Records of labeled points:

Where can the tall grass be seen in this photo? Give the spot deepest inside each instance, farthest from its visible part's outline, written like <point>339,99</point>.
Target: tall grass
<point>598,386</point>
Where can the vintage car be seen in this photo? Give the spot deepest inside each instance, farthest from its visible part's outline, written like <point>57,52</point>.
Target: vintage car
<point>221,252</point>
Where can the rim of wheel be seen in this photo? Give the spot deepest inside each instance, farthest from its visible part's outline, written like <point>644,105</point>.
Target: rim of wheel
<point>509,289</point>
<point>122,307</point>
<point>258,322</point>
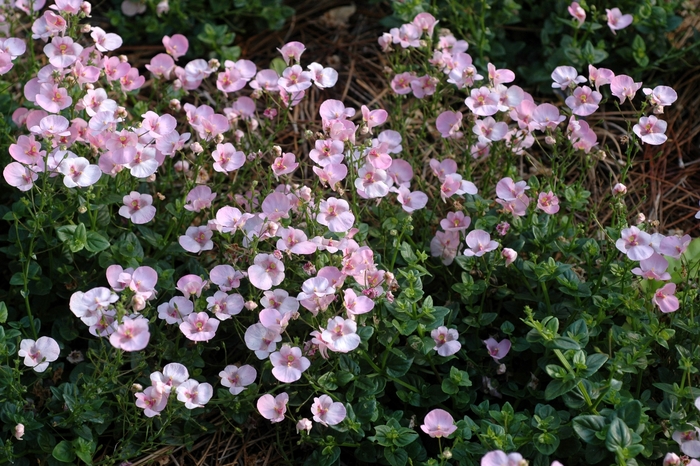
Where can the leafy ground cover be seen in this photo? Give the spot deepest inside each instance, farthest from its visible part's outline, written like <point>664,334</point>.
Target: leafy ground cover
<point>238,262</point>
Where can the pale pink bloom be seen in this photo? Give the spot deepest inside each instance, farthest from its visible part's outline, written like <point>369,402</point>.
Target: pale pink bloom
<point>105,42</point>
<point>328,412</point>
<point>273,408</point>
<point>438,423</point>
<point>262,340</point>
<point>197,239</point>
<point>38,354</point>
<point>411,200</point>
<point>565,77</point>
<point>660,97</point>
<point>577,12</point>
<point>226,277</point>
<point>176,45</point>
<point>356,305</point>
<point>479,243</point>
<point>673,246</point>
<point>401,83</point>
<point>623,87</point>
<point>175,310</point>
<point>284,165</point>
<point>194,394</point>
<point>78,171</point>
<point>227,158</point>
<point>131,335</point>
<point>509,255</point>
<point>617,21</point>
<point>152,401</point>
<point>132,80</point>
<point>482,101</point>
<point>18,431</point>
<point>619,188</point>
<point>651,130</point>
<point>446,341</point>
<point>445,245</point>
<point>497,350</point>
<point>584,101</point>
<point>335,214</point>
<point>288,364</point>
<point>173,375</point>
<point>374,117</point>
<point>266,272</point>
<point>190,285</point>
<point>305,424</point>
<point>199,198</point>
<point>237,378</point>
<point>449,123</point>
<point>62,51</point>
<point>341,335</point>
<point>636,244</point>
<point>138,208</point>
<point>199,327</point>
<point>548,202</point>
<point>19,176</point>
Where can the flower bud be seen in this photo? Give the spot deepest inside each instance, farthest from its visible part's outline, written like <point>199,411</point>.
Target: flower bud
<point>619,188</point>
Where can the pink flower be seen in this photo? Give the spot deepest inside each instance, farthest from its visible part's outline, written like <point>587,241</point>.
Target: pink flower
<point>497,350</point>
<point>292,51</point>
<point>152,401</point>
<point>623,87</point>
<point>565,77</point>
<point>665,299</point>
<point>176,45</point>
<point>548,202</point>
<point>636,244</point>
<point>479,243</point>
<point>131,335</point>
<point>617,21</point>
<point>446,343</point>
<point>509,255</point>
<point>38,354</point>
<point>335,214</point>
<point>194,394</point>
<point>138,208</point>
<point>341,335</point>
<point>584,101</point>
<point>651,130</point>
<point>273,408</point>
<point>237,378</point>
<point>577,12</point>
<point>262,340</point>
<point>438,423</point>
<point>199,327</point>
<point>288,364</point>
<point>267,271</point>
<point>197,239</point>
<point>328,412</point>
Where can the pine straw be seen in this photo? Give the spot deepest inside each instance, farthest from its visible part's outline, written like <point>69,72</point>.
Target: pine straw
<point>663,182</point>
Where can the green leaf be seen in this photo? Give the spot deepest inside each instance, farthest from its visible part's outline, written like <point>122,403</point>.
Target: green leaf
<point>63,452</point>
<point>557,388</point>
<point>398,457</point>
<point>95,242</point>
<point>587,426</point>
<point>619,436</point>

WORK REQUIRED: Can you recast every line of the records above as a Markdown table with a "Row" column for the row number and a "Line" column for the line, skipping blank lines? Leave the pictures out of the table.

RESULT:
| Row | Line |
|---|---|
| 1 | Where can the tall grass be seen in this photo? Give the spot deepest inside each instance, farthest from its visible part's outline, written like <point>339,99</point>. |
| 2 | Target: tall grass |
| 3 | <point>598,386</point> |
| 4 | Where can the vintage car be seen in this photo? Give the spot deepest inside each instance, farthest from its visible part's outline, written like <point>57,52</point>. |
| 5 | Target: vintage car |
| 6 | <point>221,252</point> |
| 7 | Where can the rim of wheel be seen in this photo? Give the spot deepest inside each instance, farthest from its visible part's outline, written like <point>644,105</point>. |
| 8 | Target: rim of wheel |
| 9 | <point>509,289</point> |
| 10 | <point>122,307</point> |
| 11 | <point>258,322</point> |
| 12 | Where can the leafy ground cover be seen in this photo? Give the spot deepest inside each instance, farthest from its visible part's outline, written like <point>664,334</point>. |
| 13 | Target: leafy ground cover |
| 14 | <point>238,262</point> |
| 15 | Where can the pale pink bloom be seen in this photo? Give the spot deepest inside each instance, farthest from its visible part's outline, written like <point>369,402</point>. |
| 16 | Target: pale pink bloom |
| 17 | <point>105,42</point> |
| 18 | <point>328,412</point> |
| 19 | <point>273,408</point> |
| 20 | <point>438,423</point> |
| 21 | <point>262,340</point> |
| 22 | <point>197,239</point> |
| 23 | <point>38,354</point> |
| 24 | <point>411,200</point> |
| 25 | <point>565,77</point> |
| 26 | <point>660,97</point> |
| 27 | <point>577,12</point> |
| 28 | <point>226,277</point> |
| 29 | <point>176,45</point> |
| 30 | <point>356,305</point> |
| 31 | <point>479,243</point> |
| 32 | <point>673,246</point> |
| 33 | <point>401,83</point> |
| 34 | <point>623,87</point> |
| 35 | <point>175,310</point> |
| 36 | <point>284,165</point> |
| 37 | <point>194,394</point> |
| 38 | <point>78,171</point> |
| 39 | <point>227,158</point> |
| 40 | <point>131,335</point> |
| 41 | <point>509,255</point> |
| 42 | <point>617,21</point> |
| 43 | <point>152,401</point> |
| 44 | <point>132,80</point> |
| 45 | <point>482,101</point> |
| 46 | <point>18,431</point> |
| 47 | <point>619,188</point> |
| 48 | <point>651,130</point> |
| 49 | <point>446,341</point> |
| 50 | <point>445,245</point> |
| 51 | <point>497,350</point> |
| 52 | <point>584,101</point> |
| 53 | <point>335,214</point> |
| 54 | <point>288,364</point> |
| 55 | <point>173,375</point> |
| 56 | <point>374,117</point> |
| 57 | <point>266,272</point> |
| 58 | <point>190,285</point> |
| 59 | <point>305,424</point> |
| 60 | <point>199,198</point> |
| 61 | <point>237,378</point> |
| 62 | <point>449,123</point> |
| 63 | <point>62,51</point> |
| 64 | <point>341,335</point> |
| 65 | <point>636,244</point> |
| 66 | <point>138,208</point> |
| 67 | <point>199,327</point> |
| 68 | <point>548,202</point> |
| 69 | <point>19,176</point> |
| 70 | Where can the flower bud be seen in this photo? Give the spot deepest inside each instance, farthest from its visible part's outline, written like <point>199,411</point>. |
| 71 | Target: flower bud |
| 72 | <point>619,188</point> |
| 73 | Where can the pink flower be seen in this photo? Give the spot deepest inside each instance, farthest from its visible part's outline, written like <point>587,241</point>. |
| 74 | Target: pink flower |
| 75 | <point>497,350</point> |
| 76 | <point>292,51</point> |
| 77 | <point>152,401</point> |
| 78 | <point>623,87</point> |
| 79 | <point>565,77</point> |
| 80 | <point>665,299</point> |
| 81 | <point>176,45</point> |
| 82 | <point>548,202</point> |
| 83 | <point>636,244</point> |
| 84 | <point>479,243</point> |
| 85 | <point>131,335</point> |
| 86 | <point>617,21</point> |
| 87 | <point>446,343</point> |
| 88 | <point>509,255</point> |
| 89 | <point>38,354</point> |
| 90 | <point>335,214</point> |
| 91 | <point>194,394</point> |
| 92 | <point>138,208</point> |
| 93 | <point>341,335</point> |
| 94 | <point>584,101</point> |
| 95 | <point>651,130</point> |
| 96 | <point>273,408</point> |
| 97 | <point>237,378</point> |
| 98 | <point>577,12</point> |
| 99 | <point>262,340</point> |
| 100 | <point>438,423</point> |
| 101 | <point>199,327</point> |
| 102 | <point>288,364</point> |
| 103 | <point>267,271</point> |
| 104 | <point>197,239</point> |
| 105 | <point>328,412</point> |
| 106 | Where can the pine straw be seen in this photo? Give the spot deepest inside each instance, farthest from its visible part's outline, written like <point>69,72</point>. |
| 107 | Target: pine straw |
| 108 | <point>663,182</point> |
| 109 | Where can the green leaf be seen in this photo? Give the spot deepest inside each instance, farthest from its visible part's outline, written like <point>122,403</point>. |
| 110 | Target: green leaf |
| 111 | <point>63,452</point> |
| 112 | <point>557,388</point> |
| 113 | <point>398,457</point> |
| 114 | <point>95,242</point> |
| 115 | <point>587,426</point> |
| 116 | <point>619,436</point> |